» **Text section**:

★ ★ ★ ★

Can you open up a bit about your work and career? We’re big fans and we’d love for our community to learn more about your work.
The story begins on the inside–about remembering my journey–from the moment I left Homeland: Neighborhood Cultural Center after that first poetry workshop with Manazar Gamboa. I wanted to stop on the 710 Freeway North to write the lines that were streaming through my head. Poetry was spilling into the car, and I finally got off at my exit, parked in front of a 7/11 and began to write. That was in 1990. It went from that passion to “now what?” Those years were full of uncertainty, an on again/off again job with an education non-profit that taught me a lot of how to run my own business, and learning how to speak about my work as an arts educator, getting contracts, waiting and waiting, and then understanding that any project I was interested in had to start with dipping my toes in first. For the longest time I had three resumes: one for administrative jobs, another for poetry and arts education, and one more for my work as the founder and co-director of the Armenian Dress & Textile Project. All three resumes addressed various skills and experiences in the field, but as time passed I realized I acquired–over decades of work–the potential to integrate all of those skills and that made me stronger, I believed in myself more, trusted the actions that I was taking while all of this connected me with a wider community. My business, POETRY CONSULTS, is a culmination of my years honing my practice and developing how I wanted to make impact in the community in classrooms, museums and businesses.

Those 30 years led to many poetry readings throughout Los Angeles, publication in journals as well as my first book, “IMPRINT”, and as a contributor to Birthmark: a bilingual anthology of Armenian-American poetry. My creative practice now includes research in physics, neuroscience and how it relates to subjects in my poems, how one learns to write poetry, and what lights up in our brain when we do. My interest and enthusiasm to include a more multidisciplinary approach–to both writing and teaching–is elevated because as I’ve deepened my practice, my own world view has expanded.

My observations into nature, memory and the lack of memory, my commitment as a culture bearer in the Armenian diaspora, and the process of aging shape my need to create greater impact through poetry, and my vision of engaging the community-at-large through writing, editing, and reciting poetry as a means to lead in one’s life. In fact, a leadership and literacy program is how I am now dipping my toe in first.

This vision is a compelling path for me, and how I’ve chosen to live in the world. Writing poetry forms a symbiotic relationship that enhances my work, leads me to subjects and observations that are more acute, and provides the questions asked in my poems. In my new manuscript: “Ardemis and the Book of Questions” I am led by the everyday occurrences that form into the questions we all ask. It is both a testament to a life lived through poetry, and a life still uncertain, yet, curious for the road ahead.

★ ★ ★ ★

» **Written tasks**:
(1) Copy the career interview word for word from "My observations into" to "toe in first.".
(2) Answer these questions using the career interview:
(a) In what year did the drive home from the first poetry workshop take place?
(b) What is the name of the business described as a culmination of years honing a practice?
(c) What is the title of the new manuscript?
(3) The career interview mentions three resumes. List what each one covered.

★ ★ ★ ★

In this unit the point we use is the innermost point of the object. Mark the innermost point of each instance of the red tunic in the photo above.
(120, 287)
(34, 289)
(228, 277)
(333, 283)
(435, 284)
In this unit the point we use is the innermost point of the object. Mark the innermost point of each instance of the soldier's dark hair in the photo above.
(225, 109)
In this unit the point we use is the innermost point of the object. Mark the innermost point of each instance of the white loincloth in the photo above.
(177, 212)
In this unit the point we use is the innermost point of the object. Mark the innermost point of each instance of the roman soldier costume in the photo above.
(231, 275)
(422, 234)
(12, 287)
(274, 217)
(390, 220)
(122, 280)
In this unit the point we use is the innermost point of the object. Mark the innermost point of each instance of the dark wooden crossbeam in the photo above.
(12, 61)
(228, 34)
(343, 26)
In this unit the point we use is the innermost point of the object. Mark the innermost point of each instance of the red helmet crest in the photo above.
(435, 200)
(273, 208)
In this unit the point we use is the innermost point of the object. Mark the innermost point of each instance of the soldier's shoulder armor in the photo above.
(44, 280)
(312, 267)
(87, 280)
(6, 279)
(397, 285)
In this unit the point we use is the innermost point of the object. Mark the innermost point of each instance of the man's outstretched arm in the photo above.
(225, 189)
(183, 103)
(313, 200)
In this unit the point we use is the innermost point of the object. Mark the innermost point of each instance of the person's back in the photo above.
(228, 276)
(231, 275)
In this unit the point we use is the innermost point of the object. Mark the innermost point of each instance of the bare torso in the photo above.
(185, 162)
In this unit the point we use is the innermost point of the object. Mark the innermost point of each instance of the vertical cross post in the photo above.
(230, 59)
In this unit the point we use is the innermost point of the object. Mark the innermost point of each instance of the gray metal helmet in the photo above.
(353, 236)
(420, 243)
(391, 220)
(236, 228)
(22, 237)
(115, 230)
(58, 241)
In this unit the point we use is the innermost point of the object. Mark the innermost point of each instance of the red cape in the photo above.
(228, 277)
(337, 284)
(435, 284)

★ ★ ★ ★

» **Results for each task**:
(1)
My observations into nature, memory and the lack of memory, my commitment as a culture bearer in the Armenian diaspora, and the process of aging shape my need to create greater impact through poetry, and my vision of engaging the community-at-large through writing, editing, and reciting poetry as a means to lead in one’s life. In fact, a leadership and literacy program is how I am now dipping my toe in first.

(2)
(a) 1990
(b) POETRY CONSULTS
(c) "Ardemis and the Book of Questions"

(3)
- Administrative jobs
- Poetry and arts education
- Work as the founder and co-director of the Armenian Dress & Textile Project